**Exercice**
Condensez sous forme de liste à puces le paragraphe de la chronique ci-dessous qui commence par « L’histoire de DEF LEPPARD », en gardant ses faits principaux.

**Texte fourni**

(NDR : Chronique publiée sur Metal-Impact en 2008, reproduite ici pour les 35 ans de l'album)
Il en est de certains albums, comme des souvenirs de jeunesse. On s’en souvient la larme à l’œil, se rappelant le moindre détail, les lieux, les émotions, les personnes présentes ce jour là. Une expérience sensorielle qu’on est pas le seul à partager, et qu’on aime se remémorer encore et encore au travers des années…
Si vous êtes nés plus ou moins en même temps que moi, alors vous avez connu de près la grande révolution du Hard-Rock des 80’s, ses groupes émergents, ses nouveaux styles, ses vieux dinosaures cherchant une deuxième jeunesse…
La Californie, le Glam, le Hard-Progressif, le Thrash, le Death, Tampa, la Bay Area, Queensryche, Iron Maiden, Ratt, Poison, le Van Halen avec Sammy Hagar, Headbanger’s Ball, Zegut, etc…
Il n’y a rien de honteux à regarder vers le passé quelquefois surtout lorsqu’il abrite de si beaux souvenirs. Aller au bahut l’air insouciant, une nouvelle pépite à faire découvrir aux potes dans le sac US, et des heures à passer à essayer de décrypter la nouvelle offrande venue des USA, ultra-violente, méga-glitter ou je ne sais quoi…
L’histoire de DEF LEPPARD a des allures de tragédies, et en a même pris la forme plus d’une fois. 1983, un album d’apparence anodin, à la pochette énigmatique, mais qui contenait son lot de pépite à faire fondre le plus enragé des funkys. Avec pour seul bagage un génie de composition, et un producteur qui savait parfaitement vers quels sommets emmener ses poulains, les DEF LEP ont conquis le Billboard, les minettes, et les aficionados d’un Hard-Rock léché mais puissant, truffé de mélodies à tomber par terre.
6 millions d’album écoulés et quatre ans plus tard, un accident de voiture qui a coûté le bras à son batteur n’ont pas suffit à briser les rêves de gloire de ces gamins de Sheffield, et même si ce 4ème album à l’époque prenait des airs d’Arlésienne comme le Chinese Democracy de Sir Axl de nos jours, l’histoire était déjà en marche…
Un artwork bizarre, 12 titres, et une durée globale de près de 63 minutes. Autant d’indices pour nous mettre la puce à l’oreille. Les enfants de l’Amérique qui dominait toujours crânement le monde n’attendaient sans doute plus grand-chose du quintette, certains avaient même presque oublié leur nom, mais Hysteria allait bien vite leur rappeler.
Il fallait bien qu’à un moment donné, quelqu’un pose le diamant sur les sillons, et la curiosité presque morbide l’emportant sur la crainte, les notes commencent alors à s’égrener…
« Women » résonne et les craintes deviennent alors quasiment palpables. Un son quasi New-Wave, des guitares éparses, une batterie électronique…autant d’ingrédients susceptible d’attiser la colère des Heavy-Metal kids du monde entier. Et pourtant, en fouillant bien derrière ces apparats propres à séduire les charts du monde entier, on sent bien que le LEP à encore des choses à dire. « Rocket » déboule avec ses lyrics tout en come-back d’un ex-fan des sixties, son refrain synthétique, et ses lignes de guitare tout en subtilité. 6 minutes de délire total, des arrangements tellement léchés qu’ils en deviennent inhumains, et des percussions incessantes mettant en relief un break quasi inédit dans notre pauvre petit monde peuplé de certitudes distordues.

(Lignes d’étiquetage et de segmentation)
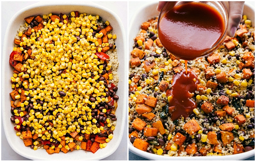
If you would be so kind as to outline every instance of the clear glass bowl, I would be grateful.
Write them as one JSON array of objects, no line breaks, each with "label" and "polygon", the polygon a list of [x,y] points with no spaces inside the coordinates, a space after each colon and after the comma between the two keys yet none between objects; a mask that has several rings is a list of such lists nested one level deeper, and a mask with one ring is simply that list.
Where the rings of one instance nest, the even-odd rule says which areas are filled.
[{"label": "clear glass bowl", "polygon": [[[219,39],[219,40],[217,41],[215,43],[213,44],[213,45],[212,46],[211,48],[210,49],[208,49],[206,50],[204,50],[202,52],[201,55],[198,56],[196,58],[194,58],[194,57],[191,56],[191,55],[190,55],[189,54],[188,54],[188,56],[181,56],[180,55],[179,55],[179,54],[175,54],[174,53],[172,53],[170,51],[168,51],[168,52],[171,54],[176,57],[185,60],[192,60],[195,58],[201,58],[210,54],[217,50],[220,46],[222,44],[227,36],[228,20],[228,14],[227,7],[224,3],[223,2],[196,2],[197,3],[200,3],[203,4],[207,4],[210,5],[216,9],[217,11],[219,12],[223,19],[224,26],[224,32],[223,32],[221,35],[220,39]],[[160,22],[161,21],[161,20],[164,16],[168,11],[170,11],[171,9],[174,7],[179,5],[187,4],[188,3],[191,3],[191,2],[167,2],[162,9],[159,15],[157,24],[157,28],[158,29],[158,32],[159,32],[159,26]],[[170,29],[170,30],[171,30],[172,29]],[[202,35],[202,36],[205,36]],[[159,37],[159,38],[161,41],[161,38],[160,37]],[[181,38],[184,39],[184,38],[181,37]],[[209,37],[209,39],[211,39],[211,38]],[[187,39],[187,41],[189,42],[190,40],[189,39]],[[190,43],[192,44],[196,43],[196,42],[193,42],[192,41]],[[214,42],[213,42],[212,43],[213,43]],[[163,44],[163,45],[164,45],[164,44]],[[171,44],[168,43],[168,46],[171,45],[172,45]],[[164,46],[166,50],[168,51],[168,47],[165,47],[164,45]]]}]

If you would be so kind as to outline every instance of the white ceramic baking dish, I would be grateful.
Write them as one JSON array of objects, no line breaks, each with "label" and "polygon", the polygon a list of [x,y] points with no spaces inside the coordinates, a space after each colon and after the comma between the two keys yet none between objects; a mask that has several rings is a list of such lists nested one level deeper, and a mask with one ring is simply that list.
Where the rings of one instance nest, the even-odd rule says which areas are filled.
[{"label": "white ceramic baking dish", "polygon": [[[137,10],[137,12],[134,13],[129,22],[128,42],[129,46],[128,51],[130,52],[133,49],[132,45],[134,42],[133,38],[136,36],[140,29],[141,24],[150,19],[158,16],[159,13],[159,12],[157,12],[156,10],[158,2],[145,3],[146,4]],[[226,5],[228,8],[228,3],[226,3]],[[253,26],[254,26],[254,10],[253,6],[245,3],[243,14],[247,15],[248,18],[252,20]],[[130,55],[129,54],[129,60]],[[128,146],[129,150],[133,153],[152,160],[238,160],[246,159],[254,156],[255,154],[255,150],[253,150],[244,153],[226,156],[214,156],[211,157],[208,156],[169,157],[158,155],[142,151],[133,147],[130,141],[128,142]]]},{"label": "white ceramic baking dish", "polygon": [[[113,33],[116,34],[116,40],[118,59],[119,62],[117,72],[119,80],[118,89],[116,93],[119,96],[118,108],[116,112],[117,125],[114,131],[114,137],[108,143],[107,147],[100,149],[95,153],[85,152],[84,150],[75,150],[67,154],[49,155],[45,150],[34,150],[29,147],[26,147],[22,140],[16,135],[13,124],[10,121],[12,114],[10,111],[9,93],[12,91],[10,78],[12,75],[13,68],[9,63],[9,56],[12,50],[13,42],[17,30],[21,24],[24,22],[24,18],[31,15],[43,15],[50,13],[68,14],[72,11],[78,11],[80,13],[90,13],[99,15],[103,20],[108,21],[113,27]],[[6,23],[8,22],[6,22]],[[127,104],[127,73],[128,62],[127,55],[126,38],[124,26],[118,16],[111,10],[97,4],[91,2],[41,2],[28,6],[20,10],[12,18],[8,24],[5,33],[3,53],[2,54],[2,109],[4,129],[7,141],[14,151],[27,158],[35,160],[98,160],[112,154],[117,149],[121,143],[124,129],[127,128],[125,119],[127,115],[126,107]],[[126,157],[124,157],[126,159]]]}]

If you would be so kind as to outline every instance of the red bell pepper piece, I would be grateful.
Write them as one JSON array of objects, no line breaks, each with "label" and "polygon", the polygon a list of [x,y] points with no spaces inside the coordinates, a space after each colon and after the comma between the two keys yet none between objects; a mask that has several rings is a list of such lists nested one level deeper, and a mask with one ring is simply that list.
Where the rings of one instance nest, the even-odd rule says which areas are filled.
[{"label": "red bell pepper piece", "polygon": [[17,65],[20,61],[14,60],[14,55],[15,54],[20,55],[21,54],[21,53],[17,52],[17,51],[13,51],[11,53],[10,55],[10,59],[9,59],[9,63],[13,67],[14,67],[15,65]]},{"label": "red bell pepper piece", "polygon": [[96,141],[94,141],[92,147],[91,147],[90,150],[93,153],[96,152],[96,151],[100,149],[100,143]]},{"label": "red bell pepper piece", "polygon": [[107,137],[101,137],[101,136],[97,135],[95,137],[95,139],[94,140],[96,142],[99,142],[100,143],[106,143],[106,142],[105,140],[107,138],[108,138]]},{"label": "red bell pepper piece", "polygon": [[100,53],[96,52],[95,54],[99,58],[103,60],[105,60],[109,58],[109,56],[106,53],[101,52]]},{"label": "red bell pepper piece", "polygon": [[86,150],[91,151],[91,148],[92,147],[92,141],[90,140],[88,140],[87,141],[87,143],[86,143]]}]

**Réponse**
- L’histoire de DEF LEPPARD a des allures de tragédie, et en a pris la forme plus d’une fois.
- 1983 : sortie d’un album d’apparence anodine, à la pochette énigmatique, mais riche en pépites capables de faire fondre le plus enragé des funkys.
- Atouts du groupe : un génie de composition et un producteur qui savait vers quels sommets l’emmener.
- Résultat : conquête du Billboard, des minettes et des amateurs d’un Hard-Rock léché mais puissant, truffé de mélodies.